- TASK TO CARRY OUT:
Reproduce word for word every line of the items below, from the line containing "Can you see the green plastic" through the final line of the items.

■ ■ ■ ■ ■ ■ ■

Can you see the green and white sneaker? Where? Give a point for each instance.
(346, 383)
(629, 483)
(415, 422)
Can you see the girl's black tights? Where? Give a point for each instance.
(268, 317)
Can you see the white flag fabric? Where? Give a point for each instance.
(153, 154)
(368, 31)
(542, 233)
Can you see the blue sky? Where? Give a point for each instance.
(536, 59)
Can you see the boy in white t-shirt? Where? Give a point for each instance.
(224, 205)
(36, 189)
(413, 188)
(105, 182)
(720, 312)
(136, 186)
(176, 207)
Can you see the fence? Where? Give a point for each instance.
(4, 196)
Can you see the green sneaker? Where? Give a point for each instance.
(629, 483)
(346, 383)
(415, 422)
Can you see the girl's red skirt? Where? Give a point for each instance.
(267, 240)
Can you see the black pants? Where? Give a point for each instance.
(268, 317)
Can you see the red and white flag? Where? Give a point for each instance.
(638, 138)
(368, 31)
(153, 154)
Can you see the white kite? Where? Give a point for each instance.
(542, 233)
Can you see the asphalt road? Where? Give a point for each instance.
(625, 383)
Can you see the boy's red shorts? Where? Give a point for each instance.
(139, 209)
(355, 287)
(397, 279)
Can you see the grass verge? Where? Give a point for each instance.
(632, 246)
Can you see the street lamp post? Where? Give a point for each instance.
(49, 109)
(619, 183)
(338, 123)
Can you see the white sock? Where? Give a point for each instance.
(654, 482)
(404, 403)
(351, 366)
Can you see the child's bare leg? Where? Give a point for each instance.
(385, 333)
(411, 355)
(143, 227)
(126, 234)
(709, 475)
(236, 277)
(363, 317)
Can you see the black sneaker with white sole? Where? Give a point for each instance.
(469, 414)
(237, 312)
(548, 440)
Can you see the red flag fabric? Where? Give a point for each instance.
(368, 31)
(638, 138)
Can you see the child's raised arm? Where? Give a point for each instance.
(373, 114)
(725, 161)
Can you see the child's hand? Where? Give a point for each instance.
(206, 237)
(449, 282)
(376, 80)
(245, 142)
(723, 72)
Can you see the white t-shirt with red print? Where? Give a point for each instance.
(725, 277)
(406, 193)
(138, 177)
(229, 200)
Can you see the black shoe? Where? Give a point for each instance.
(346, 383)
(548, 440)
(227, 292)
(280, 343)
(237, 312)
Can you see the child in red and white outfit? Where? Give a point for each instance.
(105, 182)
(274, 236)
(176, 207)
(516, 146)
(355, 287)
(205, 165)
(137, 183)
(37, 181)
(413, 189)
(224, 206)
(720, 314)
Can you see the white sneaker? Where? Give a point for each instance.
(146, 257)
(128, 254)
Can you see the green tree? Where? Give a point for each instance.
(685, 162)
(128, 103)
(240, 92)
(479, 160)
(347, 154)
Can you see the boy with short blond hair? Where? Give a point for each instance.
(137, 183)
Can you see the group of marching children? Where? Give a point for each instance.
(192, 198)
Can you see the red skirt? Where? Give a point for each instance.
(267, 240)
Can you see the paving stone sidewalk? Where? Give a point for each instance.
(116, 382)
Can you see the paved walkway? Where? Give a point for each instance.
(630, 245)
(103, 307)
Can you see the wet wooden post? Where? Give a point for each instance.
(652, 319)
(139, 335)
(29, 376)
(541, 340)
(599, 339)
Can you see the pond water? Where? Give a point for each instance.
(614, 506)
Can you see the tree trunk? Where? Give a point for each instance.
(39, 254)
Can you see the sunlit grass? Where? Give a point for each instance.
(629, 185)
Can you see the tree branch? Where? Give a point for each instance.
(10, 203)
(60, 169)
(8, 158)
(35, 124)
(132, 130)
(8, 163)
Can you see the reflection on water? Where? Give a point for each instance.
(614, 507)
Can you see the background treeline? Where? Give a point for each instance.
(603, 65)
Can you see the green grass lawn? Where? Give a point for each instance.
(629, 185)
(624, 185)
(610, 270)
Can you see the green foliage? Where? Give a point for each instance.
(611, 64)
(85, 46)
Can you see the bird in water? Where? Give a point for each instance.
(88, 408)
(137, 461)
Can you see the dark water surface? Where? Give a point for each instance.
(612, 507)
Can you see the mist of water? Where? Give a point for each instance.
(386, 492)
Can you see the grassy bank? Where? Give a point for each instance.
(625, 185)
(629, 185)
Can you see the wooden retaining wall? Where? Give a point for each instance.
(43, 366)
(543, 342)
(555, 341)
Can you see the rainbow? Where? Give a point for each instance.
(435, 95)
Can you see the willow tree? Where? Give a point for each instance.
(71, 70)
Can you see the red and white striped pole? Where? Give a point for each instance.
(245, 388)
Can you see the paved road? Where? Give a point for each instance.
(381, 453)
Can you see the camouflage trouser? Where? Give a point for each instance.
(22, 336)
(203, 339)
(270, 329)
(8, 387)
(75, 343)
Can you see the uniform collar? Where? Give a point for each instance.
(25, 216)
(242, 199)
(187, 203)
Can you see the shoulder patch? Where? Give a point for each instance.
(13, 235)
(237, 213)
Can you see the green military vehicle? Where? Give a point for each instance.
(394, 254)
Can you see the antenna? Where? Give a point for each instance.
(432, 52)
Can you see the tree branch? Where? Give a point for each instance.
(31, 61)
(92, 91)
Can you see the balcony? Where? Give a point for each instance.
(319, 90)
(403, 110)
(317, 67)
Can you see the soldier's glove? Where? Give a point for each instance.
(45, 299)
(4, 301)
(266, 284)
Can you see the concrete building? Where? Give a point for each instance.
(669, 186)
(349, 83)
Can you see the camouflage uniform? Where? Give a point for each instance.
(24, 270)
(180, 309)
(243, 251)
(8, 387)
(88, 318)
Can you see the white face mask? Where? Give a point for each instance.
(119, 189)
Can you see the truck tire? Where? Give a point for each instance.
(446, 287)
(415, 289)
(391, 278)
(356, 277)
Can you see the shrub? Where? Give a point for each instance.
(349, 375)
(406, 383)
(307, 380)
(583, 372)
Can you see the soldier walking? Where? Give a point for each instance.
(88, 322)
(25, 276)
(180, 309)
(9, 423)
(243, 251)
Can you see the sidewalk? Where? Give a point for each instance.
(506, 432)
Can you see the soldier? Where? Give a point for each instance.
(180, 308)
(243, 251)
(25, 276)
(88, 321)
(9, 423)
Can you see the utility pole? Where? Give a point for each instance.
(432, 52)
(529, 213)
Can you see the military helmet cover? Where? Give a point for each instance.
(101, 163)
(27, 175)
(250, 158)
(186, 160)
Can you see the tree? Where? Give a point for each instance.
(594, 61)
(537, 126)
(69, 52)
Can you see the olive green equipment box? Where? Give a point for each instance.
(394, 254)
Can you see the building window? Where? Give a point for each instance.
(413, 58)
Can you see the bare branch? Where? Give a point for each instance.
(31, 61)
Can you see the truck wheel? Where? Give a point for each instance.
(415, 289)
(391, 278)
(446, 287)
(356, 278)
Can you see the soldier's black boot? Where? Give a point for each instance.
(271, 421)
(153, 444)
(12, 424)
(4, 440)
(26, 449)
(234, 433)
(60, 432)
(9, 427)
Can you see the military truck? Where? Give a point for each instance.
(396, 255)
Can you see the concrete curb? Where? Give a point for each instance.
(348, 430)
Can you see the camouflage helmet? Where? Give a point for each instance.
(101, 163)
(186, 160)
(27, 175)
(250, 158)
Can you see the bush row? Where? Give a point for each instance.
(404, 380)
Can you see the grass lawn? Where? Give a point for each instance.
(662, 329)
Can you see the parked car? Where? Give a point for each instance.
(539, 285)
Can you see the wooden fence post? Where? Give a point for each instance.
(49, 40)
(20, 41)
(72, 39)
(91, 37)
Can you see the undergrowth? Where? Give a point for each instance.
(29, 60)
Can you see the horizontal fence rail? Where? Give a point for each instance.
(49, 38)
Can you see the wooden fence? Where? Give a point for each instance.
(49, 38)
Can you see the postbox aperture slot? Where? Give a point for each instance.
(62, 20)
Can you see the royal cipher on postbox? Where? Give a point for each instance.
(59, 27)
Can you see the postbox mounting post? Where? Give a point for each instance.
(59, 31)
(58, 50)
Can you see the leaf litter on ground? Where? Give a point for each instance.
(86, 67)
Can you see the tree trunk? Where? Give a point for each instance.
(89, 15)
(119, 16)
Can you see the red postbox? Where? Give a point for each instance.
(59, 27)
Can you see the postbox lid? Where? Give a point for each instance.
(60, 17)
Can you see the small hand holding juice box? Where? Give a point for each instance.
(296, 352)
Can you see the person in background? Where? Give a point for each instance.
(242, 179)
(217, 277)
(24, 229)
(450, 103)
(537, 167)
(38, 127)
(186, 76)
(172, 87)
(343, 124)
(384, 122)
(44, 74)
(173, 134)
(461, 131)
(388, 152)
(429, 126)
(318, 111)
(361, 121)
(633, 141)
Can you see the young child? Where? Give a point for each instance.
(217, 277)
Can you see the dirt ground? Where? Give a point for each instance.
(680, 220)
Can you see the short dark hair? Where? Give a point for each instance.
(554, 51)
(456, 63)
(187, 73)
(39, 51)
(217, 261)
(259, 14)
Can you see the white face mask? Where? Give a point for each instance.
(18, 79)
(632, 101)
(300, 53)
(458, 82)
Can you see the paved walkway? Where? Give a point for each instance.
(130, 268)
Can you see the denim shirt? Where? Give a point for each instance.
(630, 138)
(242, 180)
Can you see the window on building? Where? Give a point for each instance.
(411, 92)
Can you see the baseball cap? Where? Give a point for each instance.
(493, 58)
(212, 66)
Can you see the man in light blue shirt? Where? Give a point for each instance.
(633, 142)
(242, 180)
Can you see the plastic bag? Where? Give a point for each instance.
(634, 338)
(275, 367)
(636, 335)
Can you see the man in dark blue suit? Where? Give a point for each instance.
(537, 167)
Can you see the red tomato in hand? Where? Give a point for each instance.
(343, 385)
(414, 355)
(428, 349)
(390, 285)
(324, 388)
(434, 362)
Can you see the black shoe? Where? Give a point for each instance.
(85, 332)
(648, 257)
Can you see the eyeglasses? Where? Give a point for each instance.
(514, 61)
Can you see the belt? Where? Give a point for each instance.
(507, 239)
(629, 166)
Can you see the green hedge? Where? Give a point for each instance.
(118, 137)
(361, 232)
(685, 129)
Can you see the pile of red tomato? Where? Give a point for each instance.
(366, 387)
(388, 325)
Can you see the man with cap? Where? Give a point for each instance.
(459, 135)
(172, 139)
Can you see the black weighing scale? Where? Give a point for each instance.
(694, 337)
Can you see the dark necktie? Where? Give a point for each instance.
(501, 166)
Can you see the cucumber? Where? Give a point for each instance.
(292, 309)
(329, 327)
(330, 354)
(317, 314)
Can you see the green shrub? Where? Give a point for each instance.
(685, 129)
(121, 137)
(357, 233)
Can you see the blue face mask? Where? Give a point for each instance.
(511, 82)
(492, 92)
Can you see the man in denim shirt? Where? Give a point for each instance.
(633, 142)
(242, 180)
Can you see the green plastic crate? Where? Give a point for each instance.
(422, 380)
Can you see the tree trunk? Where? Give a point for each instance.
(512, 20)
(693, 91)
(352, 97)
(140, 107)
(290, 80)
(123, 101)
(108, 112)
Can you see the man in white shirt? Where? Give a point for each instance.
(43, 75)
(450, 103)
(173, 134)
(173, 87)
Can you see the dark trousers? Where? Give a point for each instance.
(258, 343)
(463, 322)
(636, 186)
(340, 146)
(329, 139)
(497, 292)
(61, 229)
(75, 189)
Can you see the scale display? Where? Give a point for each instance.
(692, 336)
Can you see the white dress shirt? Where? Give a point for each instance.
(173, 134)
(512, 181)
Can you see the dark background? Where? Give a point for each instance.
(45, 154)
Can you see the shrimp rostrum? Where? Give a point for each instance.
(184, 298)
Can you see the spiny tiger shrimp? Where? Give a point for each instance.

■ ■ ■ ■ ■ ■ ■

- WRITTEN ANSWER:
Can you see the green plastic crate? Where? Give a point for each instance.
(422, 380)
Can you see the tree trunk? Where? Give a point for each instance.
(512, 20)
(693, 91)
(352, 97)
(140, 107)
(290, 80)
(123, 101)
(108, 112)
Can you see the man in white shirt? Where? Give a point for each instance.
(43, 75)
(450, 103)
(173, 134)
(173, 87)
Can you see the dark trousers? Where? Give a point for each instance.
(258, 343)
(463, 322)
(636, 186)
(340, 146)
(329, 139)
(497, 292)
(61, 229)
(75, 189)
Can you see the scale display? Where? Give a point for each instance.
(692, 336)
Can you see the white dress shirt? Where? Give a point for each instance.
(173, 134)
(512, 181)
Can you see the dark background? Where? Give a point for each instance.
(45, 154)
Can you see the shrimp rostrum? Where? Give a point for each instance.
(184, 298)
Can you see the spiny tiger shrimp? Where? Give a point for each instance.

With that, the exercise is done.